• [Work order]
Print the listing below line for line, with every character unchanged.

'''

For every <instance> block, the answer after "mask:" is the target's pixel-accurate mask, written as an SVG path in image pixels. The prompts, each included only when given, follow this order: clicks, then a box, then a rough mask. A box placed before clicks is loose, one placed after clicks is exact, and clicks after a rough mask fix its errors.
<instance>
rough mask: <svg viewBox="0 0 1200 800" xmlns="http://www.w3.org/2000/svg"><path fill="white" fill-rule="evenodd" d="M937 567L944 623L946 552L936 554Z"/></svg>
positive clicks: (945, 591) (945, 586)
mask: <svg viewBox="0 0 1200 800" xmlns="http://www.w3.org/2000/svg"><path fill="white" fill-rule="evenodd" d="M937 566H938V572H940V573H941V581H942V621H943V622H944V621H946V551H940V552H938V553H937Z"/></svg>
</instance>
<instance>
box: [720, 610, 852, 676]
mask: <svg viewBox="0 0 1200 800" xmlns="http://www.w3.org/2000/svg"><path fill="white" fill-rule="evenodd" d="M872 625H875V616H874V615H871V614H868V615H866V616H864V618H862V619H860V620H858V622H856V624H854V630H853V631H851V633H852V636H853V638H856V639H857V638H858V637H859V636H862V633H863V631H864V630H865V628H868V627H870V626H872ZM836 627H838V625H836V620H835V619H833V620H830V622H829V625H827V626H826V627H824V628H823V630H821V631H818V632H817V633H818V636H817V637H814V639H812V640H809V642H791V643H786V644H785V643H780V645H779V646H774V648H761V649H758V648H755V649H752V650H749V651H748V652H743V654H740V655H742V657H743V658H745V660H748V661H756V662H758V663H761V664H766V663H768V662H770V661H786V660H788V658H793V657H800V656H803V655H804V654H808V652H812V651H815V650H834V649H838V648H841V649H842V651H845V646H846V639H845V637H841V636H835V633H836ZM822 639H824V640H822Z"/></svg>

'''

• [Answer for this exercise]
For every <instance> block, the answer after "mask:" is the target's pixel-accurate mask, written as an SVG path in image pixels. The prompts, each included only when given, follow this order: clicks, then a box, then a rough mask. A box placed before clicks is loose, one placed after clicks is exact, and clicks after a rough mask fix its errors.
<instance>
rough mask: <svg viewBox="0 0 1200 800" xmlns="http://www.w3.org/2000/svg"><path fill="white" fill-rule="evenodd" d="M937 567L944 623L946 552L936 554Z"/></svg>
positive clicks: (945, 591) (945, 586)
mask: <svg viewBox="0 0 1200 800" xmlns="http://www.w3.org/2000/svg"><path fill="white" fill-rule="evenodd" d="M937 566H938V572H940V573H941V581H942V621H943V622H944V621H946V551H940V552H938V553H937Z"/></svg>
</instance>
<instance>
box: [720, 610, 852, 676]
mask: <svg viewBox="0 0 1200 800" xmlns="http://www.w3.org/2000/svg"><path fill="white" fill-rule="evenodd" d="M872 625H875V616H874V615H871V614H868V615H866V616H864V618H862V619H860V620H858V622H856V624H854V630H853V631H851V633H852V636H853V638H856V639H857V638H858V637H859V636H862V633H863V631H864V630H865V628H868V627H870V626H872ZM836 627H838V625H836V620H835V619H833V620H830V622H829V625H827V626H826V627H824V628H823V630H821V631H818V632H817V633H818V636H817V637H814V639H812V640H809V642H791V643H786V644H785V643H780V645H779V646H774V648H761V649H758V648H755V649H752V650H749V651H748V652H743V654H740V655H742V657H743V658H745V660H748V661H756V662H758V663H761V664H766V663H768V662H770V661H786V660H788V658H793V657H800V656H803V655H804V654H808V652H812V651H815V650H834V649H838V648H841V649H842V651H845V646H846V639H845V637H841V636H835V633H836ZM822 639H824V640H822Z"/></svg>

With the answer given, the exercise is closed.